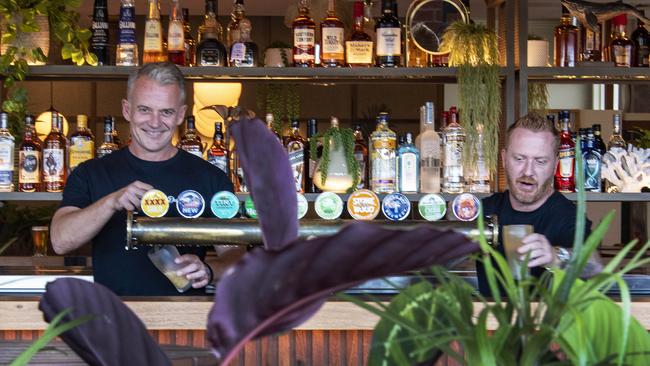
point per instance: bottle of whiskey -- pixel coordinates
(176, 35)
(210, 51)
(127, 49)
(566, 41)
(190, 141)
(361, 156)
(29, 159)
(304, 37)
(641, 39)
(620, 47)
(7, 146)
(190, 42)
(383, 162)
(108, 146)
(565, 172)
(54, 159)
(389, 37)
(359, 48)
(295, 145)
(99, 39)
(153, 45)
(218, 152)
(82, 144)
(332, 38)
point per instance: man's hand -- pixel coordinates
(194, 270)
(541, 251)
(128, 198)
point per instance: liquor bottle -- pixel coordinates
(383, 162)
(408, 166)
(29, 159)
(361, 156)
(176, 35)
(108, 146)
(641, 39)
(304, 37)
(210, 51)
(190, 42)
(99, 39)
(243, 51)
(332, 38)
(453, 140)
(54, 161)
(295, 145)
(190, 141)
(621, 48)
(82, 144)
(428, 143)
(153, 45)
(599, 144)
(7, 147)
(389, 37)
(591, 158)
(565, 171)
(127, 48)
(218, 152)
(566, 41)
(359, 48)
(312, 131)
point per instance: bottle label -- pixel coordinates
(127, 25)
(408, 178)
(29, 167)
(80, 150)
(332, 41)
(389, 42)
(358, 52)
(53, 165)
(152, 36)
(175, 36)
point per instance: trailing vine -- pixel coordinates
(473, 49)
(338, 137)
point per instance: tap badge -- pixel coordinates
(154, 203)
(190, 204)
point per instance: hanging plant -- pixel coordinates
(473, 50)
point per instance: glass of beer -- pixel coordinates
(163, 257)
(40, 236)
(512, 236)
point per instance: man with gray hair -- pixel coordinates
(99, 192)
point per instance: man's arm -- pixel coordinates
(72, 227)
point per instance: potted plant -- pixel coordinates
(20, 20)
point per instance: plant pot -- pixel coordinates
(537, 53)
(31, 40)
(278, 57)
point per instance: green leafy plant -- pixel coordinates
(573, 322)
(473, 50)
(53, 330)
(18, 17)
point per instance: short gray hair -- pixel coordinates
(164, 73)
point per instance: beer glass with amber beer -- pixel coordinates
(512, 236)
(39, 238)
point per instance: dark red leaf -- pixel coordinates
(269, 179)
(269, 292)
(115, 336)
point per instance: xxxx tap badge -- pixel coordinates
(465, 207)
(396, 206)
(329, 206)
(363, 205)
(190, 204)
(154, 203)
(224, 205)
(432, 207)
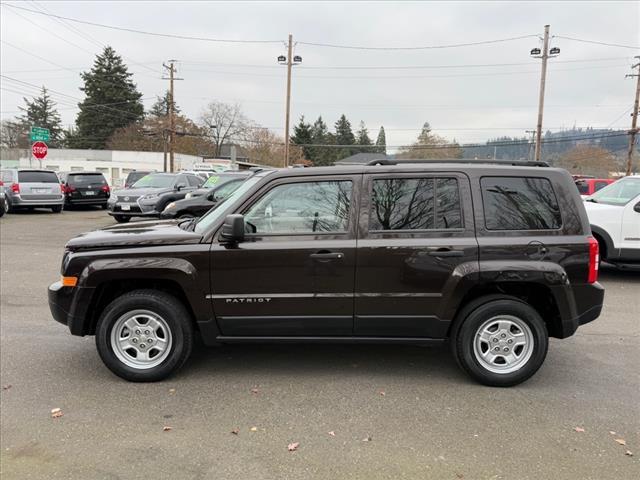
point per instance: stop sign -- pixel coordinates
(39, 150)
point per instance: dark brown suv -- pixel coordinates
(494, 257)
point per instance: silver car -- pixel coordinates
(32, 188)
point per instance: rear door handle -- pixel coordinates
(326, 256)
(446, 252)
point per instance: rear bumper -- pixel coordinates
(69, 305)
(588, 299)
(17, 201)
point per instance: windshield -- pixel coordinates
(618, 193)
(215, 180)
(214, 214)
(155, 180)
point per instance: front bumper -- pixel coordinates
(69, 306)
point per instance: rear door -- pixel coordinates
(416, 232)
(39, 185)
(87, 187)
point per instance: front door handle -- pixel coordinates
(325, 256)
(446, 252)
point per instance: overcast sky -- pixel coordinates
(586, 84)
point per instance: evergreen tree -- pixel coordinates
(320, 136)
(362, 138)
(112, 101)
(381, 141)
(302, 136)
(41, 112)
(161, 107)
(344, 136)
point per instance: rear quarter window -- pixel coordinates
(37, 177)
(520, 203)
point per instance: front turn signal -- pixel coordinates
(69, 281)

# Work instructions
Return verbatim every line from the line containing "point per instance: trailing" to the last line of the entries above, inclusive, and leave out the pictures.

# Reply to the exercise
point per instance: trailing vine -- pixel coordinates
(473, 49)
(338, 137)
point per instance: tap badge -- pixel coordinates
(154, 203)
(190, 204)
point per instance: hanging plant -- pixel coordinates
(473, 50)
point per instance: glass of beer -- pixel coordinates
(163, 257)
(40, 236)
(512, 236)
point per instance: man with gray hair -- pixel coordinates
(99, 192)
point per instance: man's arm -- pixel coordinates
(72, 227)
point per instance: potted plant -- pixel coordinates
(20, 20)
point per instance: plant pot -- pixel coordinates
(537, 53)
(31, 40)
(278, 57)
point per instance: green leafy plant -- pixel coordinates
(573, 322)
(473, 50)
(53, 330)
(18, 17)
point per instance: short gray hair -- pixel coordinates
(164, 73)
point per instance: beer glass with amber beer -- pixel coordinates
(512, 236)
(39, 238)
point per instance: dark red leaf -- pixel coordinates
(269, 179)
(269, 292)
(115, 336)
point per instance: xxxx tap badge -- pixel coordinates
(465, 207)
(396, 206)
(329, 206)
(363, 205)
(190, 204)
(154, 203)
(224, 205)
(432, 207)
point per instance: stop sign -- pixel coordinates
(39, 150)
point per instance: dark brown suv -- pixel coordinates
(494, 257)
point per instance: silver car -- pixel coordinates
(32, 188)
point per instance: rear door handle -- pixel coordinates
(326, 256)
(446, 252)
point per instance: rear bumper -- pixel coordinates
(69, 305)
(588, 299)
(17, 201)
point per instance: windshield -- pixel coordinates
(618, 193)
(215, 180)
(214, 214)
(155, 180)
point per instance: front bumper -- pixel coordinates
(69, 306)
point per instance: rear door -- pixel coordinates
(416, 232)
(39, 185)
(87, 187)
point per instance: front door handle -- pixel coordinates
(325, 256)
(446, 252)
point per instance: overcast sky -- pixel coordinates
(586, 84)
point per instance: evergreen tree -- pixel coordinates
(320, 136)
(362, 138)
(112, 101)
(381, 141)
(302, 136)
(41, 112)
(161, 107)
(344, 136)
point per instance: rear quarter window -- pixel coordinates
(37, 177)
(520, 203)
point per instance: front turn signal -- pixel coordinates
(69, 281)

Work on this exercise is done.